WHAT YOU NEED TO DO: Reproduce every record below exactly as written, but leave out any pictures.

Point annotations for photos
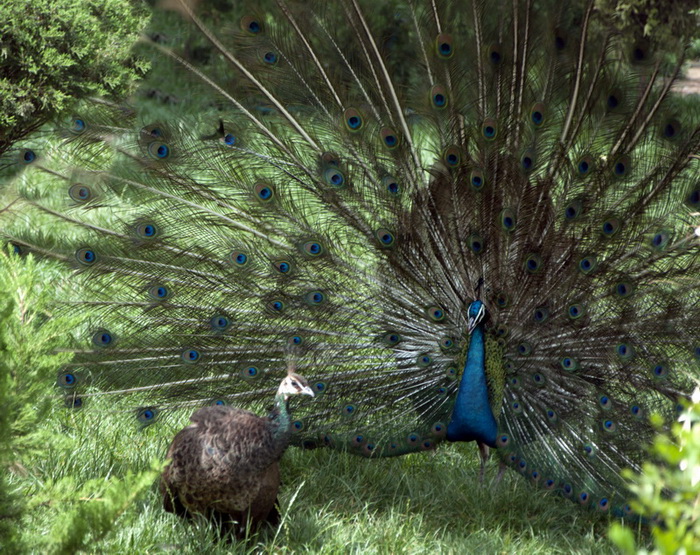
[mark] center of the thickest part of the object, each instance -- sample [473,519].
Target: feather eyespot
[219,323]
[537,114]
[353,120]
[452,157]
[540,315]
[27,156]
[270,58]
[389,138]
[621,167]
[312,248]
[282,266]
[251,25]
[533,263]
[507,220]
[264,192]
[392,338]
[391,185]
[159,292]
[588,264]
[147,230]
[661,239]
[585,166]
[444,46]
[103,338]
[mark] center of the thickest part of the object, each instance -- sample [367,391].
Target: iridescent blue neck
[472,418]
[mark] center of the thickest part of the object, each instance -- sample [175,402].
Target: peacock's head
[294,384]
[475,314]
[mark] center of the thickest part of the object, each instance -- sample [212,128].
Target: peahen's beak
[307,391]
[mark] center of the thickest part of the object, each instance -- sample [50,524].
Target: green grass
[331,502]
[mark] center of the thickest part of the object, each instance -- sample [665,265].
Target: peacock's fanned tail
[346,193]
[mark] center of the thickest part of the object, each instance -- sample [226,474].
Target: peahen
[479,223]
[226,464]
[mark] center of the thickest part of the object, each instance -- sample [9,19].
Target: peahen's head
[294,384]
[475,314]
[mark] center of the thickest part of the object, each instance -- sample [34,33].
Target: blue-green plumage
[472,418]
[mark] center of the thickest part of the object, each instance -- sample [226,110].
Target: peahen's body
[478,224]
[225,465]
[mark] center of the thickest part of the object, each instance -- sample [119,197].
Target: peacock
[225,465]
[472,221]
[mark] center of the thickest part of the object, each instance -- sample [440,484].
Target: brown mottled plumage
[225,465]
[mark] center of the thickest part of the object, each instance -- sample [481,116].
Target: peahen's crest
[474,223]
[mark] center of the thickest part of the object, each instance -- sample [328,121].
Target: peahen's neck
[281,418]
[472,418]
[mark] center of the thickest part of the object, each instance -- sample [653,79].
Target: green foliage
[669,495]
[30,341]
[27,342]
[53,52]
[663,21]
[99,504]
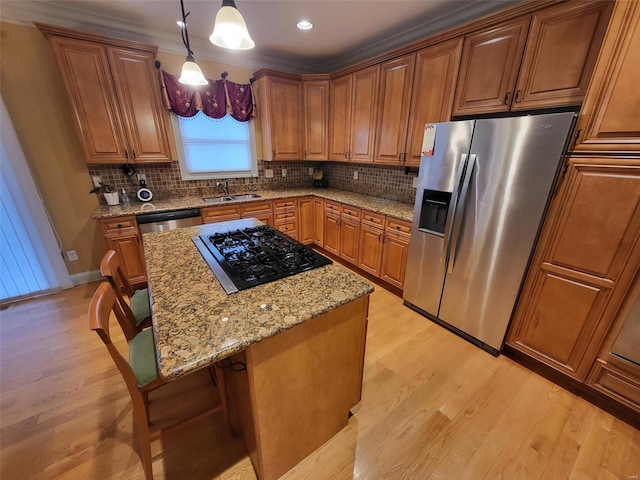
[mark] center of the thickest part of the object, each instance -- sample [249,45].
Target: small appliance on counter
[144,194]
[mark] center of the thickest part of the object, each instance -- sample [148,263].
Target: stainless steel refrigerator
[483,189]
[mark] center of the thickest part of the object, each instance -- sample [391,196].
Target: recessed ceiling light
[305,25]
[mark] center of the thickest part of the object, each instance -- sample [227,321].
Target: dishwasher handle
[167,216]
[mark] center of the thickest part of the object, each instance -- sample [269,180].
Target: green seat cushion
[140,305]
[142,357]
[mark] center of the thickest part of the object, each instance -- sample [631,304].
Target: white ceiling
[345,31]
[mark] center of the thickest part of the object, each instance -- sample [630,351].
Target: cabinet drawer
[398,226]
[219,214]
[284,204]
[331,206]
[373,219]
[256,207]
[348,211]
[116,225]
[615,383]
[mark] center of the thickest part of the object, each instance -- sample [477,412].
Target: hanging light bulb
[230,30]
[191,73]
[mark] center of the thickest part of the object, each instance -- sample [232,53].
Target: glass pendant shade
[191,74]
[230,30]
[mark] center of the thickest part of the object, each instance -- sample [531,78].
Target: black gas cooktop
[252,256]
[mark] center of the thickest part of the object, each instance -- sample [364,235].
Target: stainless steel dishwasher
[160,221]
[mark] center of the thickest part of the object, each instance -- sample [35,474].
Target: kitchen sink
[245,196]
[218,199]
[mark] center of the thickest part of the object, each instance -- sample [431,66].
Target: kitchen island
[293,348]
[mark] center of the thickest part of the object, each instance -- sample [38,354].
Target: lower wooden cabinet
[123,236]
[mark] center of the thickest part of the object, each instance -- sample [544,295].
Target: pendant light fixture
[191,73]
[230,30]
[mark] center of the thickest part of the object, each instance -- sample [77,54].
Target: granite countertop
[402,211]
[196,323]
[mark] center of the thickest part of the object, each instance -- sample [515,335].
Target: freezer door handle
[459,216]
[452,209]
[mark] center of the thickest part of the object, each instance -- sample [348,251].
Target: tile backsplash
[164,179]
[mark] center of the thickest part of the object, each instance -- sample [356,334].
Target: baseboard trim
[86,277]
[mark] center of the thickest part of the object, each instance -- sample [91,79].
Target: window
[215,148]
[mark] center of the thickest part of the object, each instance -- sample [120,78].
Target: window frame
[185,174]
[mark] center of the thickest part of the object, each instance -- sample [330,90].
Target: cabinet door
[349,240]
[332,233]
[396,80]
[129,249]
[305,220]
[562,48]
[433,88]
[610,119]
[318,221]
[340,118]
[394,259]
[489,68]
[561,322]
[363,116]
[316,119]
[138,93]
[370,250]
[285,109]
[87,79]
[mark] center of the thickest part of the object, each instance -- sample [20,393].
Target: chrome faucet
[225,187]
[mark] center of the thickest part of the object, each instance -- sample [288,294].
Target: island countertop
[196,323]
[402,211]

EXERCISE OUTPUT:
[mark] center of the thickest part of the object, each instance -- sample [473,519].
Target: feather eyespot
[219,323]
[537,114]
[353,120]
[452,157]
[540,315]
[27,156]
[270,58]
[389,138]
[621,167]
[312,248]
[282,266]
[251,25]
[533,263]
[507,220]
[264,192]
[392,338]
[391,185]
[159,292]
[588,264]
[147,230]
[661,239]
[585,166]
[444,46]
[103,338]
[mark] center of the thickest part of the object, each instance -- sample [367,391].
Target: iridescent blue neck
[472,418]
[mark] center of the thickest part of the object, each instance -- sample [175,402].
Target: peacock's head
[294,384]
[475,314]
[mark] center of the thickest part of the object, each instance -- sample [212,128].
Target: peahen's beak
[307,391]
[mark] center of the thickest part of the object, each instance -- sample [50,524].
Target: green grass
[331,502]
[mark] center of the thickest part of the object, each instance -- sample [665,265].
Target: peacock's fanned tail
[346,193]
[mark] center of the thickest part of the object, each instance -- sample [226,474].
Target: peahen
[479,223]
[226,464]
[mark] center of the thickest part of the object, each instance -- sample [9,19].
Target: peahen's head
[294,384]
[475,314]
[mark] center of the thickest part of the object, each instance -- sample [34,33].
Target: blue-green plumage
[472,418]
[mark] center of the thickest part of the object, each instance -- sample [226,110].
Target: peahen's body
[478,224]
[225,465]
[mark] center of the thickest part of the object, each instance -- sample [119,197].
Target: peacock
[225,465]
[472,221]
[mark] center of the thickest part of the object, each instance -- sample [440,484].
Target: brown mottled plumage
[225,465]
[mark] center of the thickest part of the object, each instance -- sample [481,116].
Target: peahen's crest
[474,223]
[mark] center of the thickest part of the object, each instance -- sample [328,121].
Target: peahen's neck
[281,418]
[472,418]
[mark] center of the thickest part of the object, each instance -- sample [653,79].
Target: green foliage
[669,495]
[30,341]
[27,342]
[53,52]
[663,21]
[99,504]
[mark] center of the thickest part of the object, each instance -- sample [249,45].
Target: small appliance on counter
[144,194]
[mark] center of the thickest part of the object, each instance -- sample [148,263].
Target: stainless steel refrigerator
[483,189]
[mark] center of the thickest part of the object, each instance -- sample [391,196].
Target: recessed ceiling light
[305,25]
[mark] center of the thickest part of the object, each instance -- sample [227,321].
Target: dishwasher handle
[167,216]
[mark] center of the thickest part of the object, each instance -- sample [269,180].
Target: green seat cushion
[140,305]
[142,357]
[mark] center of the thickest part of the object, each instance -- sample [631,304].
Target: white ceiling
[345,31]
[mark] center of the thickest part of the object, each instance -- sample [630,351].
Target: cabinet drawer
[398,226]
[219,214]
[284,204]
[331,206]
[373,219]
[256,207]
[348,211]
[116,225]
[615,383]
[mark] center of the thickest part of the object, each instance -- sample [477,412].
Target: hanging light bulb
[230,30]
[191,73]
[mark] center of the thickest part of the object, each instance -- sample [232,53].
Target: glass pendant shade
[191,74]
[230,30]
[mark] center of the thickest part of the object, each instance -- sample [531,78].
Target: black gas cooktop
[252,256]
[mark] center of the thickest part of the object, each instance -- sample [364,235].
Target: stainless steel dishwasher
[160,221]
[mark] center of the thickest part of the object, each instance -- sample [35,474].
Target: kitchen sink
[245,196]
[218,199]
[mark] center of the thickest part of the object, each instance -- sample [431,66].
Target: kitchen island
[293,348]
[mark] center of the thickest part of the object, each instance -- sample [38,354].
Target: lower wooden cabinet
[123,236]
[mark] center of the thickest part of the object, each instance -- sample [544,295].
Target: pendant light fixture
[191,73]
[230,30]
[mark] center of the thickest part of the object, each instance -- sample [77,54].
Target: granite countertop
[402,211]
[196,323]
[mark] center of the thickest part of the object, each instance -- sample [515,335].
Target: freezer door handle
[459,216]
[452,209]
[mark] center of the thickest part of the object, each instance -- sample [348,251].
Target: tile backsplash
[164,179]
[mark] center of the thickest part of the object, each instance -- sample [356,334].
Target: baseboard trim
[86,277]
[mark] center of the thickest part of the object, each instance -- sample [91,79].
Target: window
[215,148]
[mark] center of the thickest part of the object, each instance -- sample [120,78].
Target: window frame
[185,174]
[mark] center of the thickest part of the object, each instance -- sample [330,90].
Target: cabinet door
[349,240]
[332,233]
[396,80]
[129,249]
[305,220]
[562,48]
[433,88]
[610,119]
[318,221]
[340,118]
[394,259]
[489,68]
[561,322]
[363,116]
[316,119]
[138,93]
[370,250]
[285,109]
[87,79]
[mark] center of the thickest part of the object, each instance -- sample [20,393].
Target: chrome faucet
[225,187]
[mark] center of the thickest part of the object, each instance -- sample [288,294].
Target: island countertop
[196,323]
[402,211]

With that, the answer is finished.